The first time I ever heard of patchouli was back in the late 80s when Madonna released her "Like A Prayer" cd with a patchouli scented insert. I still didn't know back then that patchouli was an herb from the mint family (Pogostemom cablin).
I was surprised when I saw this herb at a nursery back in the spring and knew that I had to try growing it. Like I usually do, I bought the plant first and then researched it afterward. I googled it and read that it wasn't the easiest plant to grow and was finicky about growing conditions. I stuck it in the vegetable garden without much fanfare and figured that it would probably croak within the week. Like other plants that flourish with neglect, the patchouli proved me wrong when it started growing like wildfire and quickly developed into a nice clump about two feet high and wide. I read that it develops flower spikes of very tiny pink flowers but so far, I've only seen foliage.
Patchouli has a powerful fragrance - spicy and musky - and is used in perfumes and is said to combat depression, stimulate the nervous system and help balance hormones. It is also used externally for the effect it has on skin infections, eczema, acne, chapped skin, hemorrhoids, as well as varicose veins. It hails from the Orient and likes hot tropical conditions and prefers semi-shade. It is only hardy to zone 9 which means I will have to try and overwinter it if I want to keep it. I may try it as a houseplant through the winter.
I've really enjoyed this plant. I had a banana pepper plant growing next to it and as I picked peppers, my arms would brush up against it and the heavy patchouli aroma would be released into the air.

________________________________________

> [DIRECTIONS FOR THIS TASK]:
Write out everything in the patchouli text above from "I was surprised" down to "only seen foliage.", without changing a word.

> [DATA FOR ANALYSIS]:
________________________________________

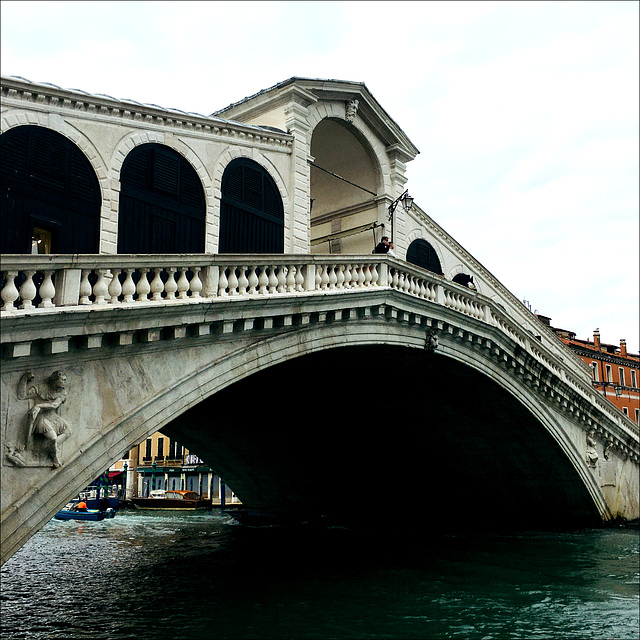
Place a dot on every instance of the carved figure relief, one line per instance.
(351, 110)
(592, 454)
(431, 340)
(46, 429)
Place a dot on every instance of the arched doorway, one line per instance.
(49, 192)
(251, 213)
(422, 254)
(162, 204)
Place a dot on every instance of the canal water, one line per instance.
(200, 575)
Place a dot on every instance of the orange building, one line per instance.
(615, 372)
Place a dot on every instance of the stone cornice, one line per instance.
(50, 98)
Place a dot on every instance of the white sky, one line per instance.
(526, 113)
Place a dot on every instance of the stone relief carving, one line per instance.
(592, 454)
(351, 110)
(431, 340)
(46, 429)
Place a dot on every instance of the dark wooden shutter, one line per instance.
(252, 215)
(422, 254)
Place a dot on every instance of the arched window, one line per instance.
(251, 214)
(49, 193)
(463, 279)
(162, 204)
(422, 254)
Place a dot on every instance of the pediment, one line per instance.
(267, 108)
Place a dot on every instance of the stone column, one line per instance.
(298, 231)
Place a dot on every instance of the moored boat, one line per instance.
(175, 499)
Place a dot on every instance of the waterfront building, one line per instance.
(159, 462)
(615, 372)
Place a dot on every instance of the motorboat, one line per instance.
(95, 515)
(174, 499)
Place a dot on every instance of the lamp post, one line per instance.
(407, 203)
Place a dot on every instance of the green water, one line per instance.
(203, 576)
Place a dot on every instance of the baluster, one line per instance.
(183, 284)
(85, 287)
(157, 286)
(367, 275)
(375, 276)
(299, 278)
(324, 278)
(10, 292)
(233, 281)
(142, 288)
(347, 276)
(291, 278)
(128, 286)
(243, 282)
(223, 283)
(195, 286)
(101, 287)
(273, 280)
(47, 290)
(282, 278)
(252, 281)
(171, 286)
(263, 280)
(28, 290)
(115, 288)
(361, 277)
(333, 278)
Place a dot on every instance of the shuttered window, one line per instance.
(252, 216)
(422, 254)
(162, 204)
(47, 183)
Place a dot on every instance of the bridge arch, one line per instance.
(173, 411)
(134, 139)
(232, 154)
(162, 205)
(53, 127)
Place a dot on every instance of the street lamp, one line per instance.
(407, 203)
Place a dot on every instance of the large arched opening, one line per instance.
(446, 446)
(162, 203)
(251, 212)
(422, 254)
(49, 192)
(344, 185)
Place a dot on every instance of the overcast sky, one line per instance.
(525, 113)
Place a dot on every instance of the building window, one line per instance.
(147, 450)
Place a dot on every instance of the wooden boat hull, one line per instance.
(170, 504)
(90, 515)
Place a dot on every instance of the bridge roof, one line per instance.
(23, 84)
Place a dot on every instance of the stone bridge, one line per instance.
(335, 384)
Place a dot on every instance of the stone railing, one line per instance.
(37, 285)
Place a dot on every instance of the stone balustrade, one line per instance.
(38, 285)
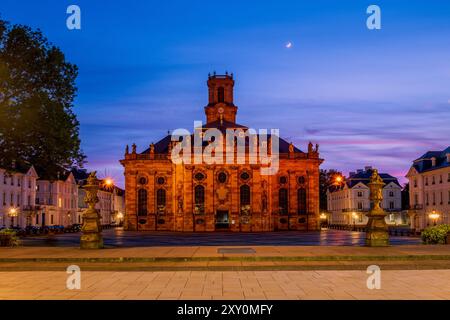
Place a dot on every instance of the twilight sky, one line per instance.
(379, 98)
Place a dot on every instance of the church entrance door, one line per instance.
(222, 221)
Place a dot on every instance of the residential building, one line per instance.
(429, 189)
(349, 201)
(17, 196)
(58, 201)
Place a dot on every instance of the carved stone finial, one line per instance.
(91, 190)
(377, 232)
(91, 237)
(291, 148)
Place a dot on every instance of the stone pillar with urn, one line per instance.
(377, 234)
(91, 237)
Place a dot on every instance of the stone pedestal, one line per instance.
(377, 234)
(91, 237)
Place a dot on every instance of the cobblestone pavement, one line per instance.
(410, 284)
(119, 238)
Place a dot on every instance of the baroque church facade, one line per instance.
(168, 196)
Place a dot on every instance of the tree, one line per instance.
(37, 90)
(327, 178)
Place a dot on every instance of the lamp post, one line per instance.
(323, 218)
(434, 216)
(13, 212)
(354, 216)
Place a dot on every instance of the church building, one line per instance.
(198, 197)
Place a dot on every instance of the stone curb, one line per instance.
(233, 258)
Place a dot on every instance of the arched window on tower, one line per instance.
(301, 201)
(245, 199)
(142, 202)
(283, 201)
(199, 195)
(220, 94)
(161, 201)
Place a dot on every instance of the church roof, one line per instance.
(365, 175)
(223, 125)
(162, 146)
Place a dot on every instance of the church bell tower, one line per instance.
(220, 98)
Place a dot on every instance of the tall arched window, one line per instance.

________________________________________

> [THE COMPLETED TASK]:
I was surprised when I saw this herb at a nursery back in the spring and knew that I had to try growing it. Like I usually do, I bought the plant first and then researched it afterward. I googled it and read that it wasn't the easiest plant to grow and was finicky about growing conditions. I stuck it in the vegetable garden without much fanfare and figured that it would probably croak within the week. Like other plants that flourish with neglect, the patchouli proved me wrong when it started growing like wildfire and quickly developed into a nice clump about two feet high and wide. I read that it develops flower spikes of very tiny pink flowers but so far, I've only seen foliage.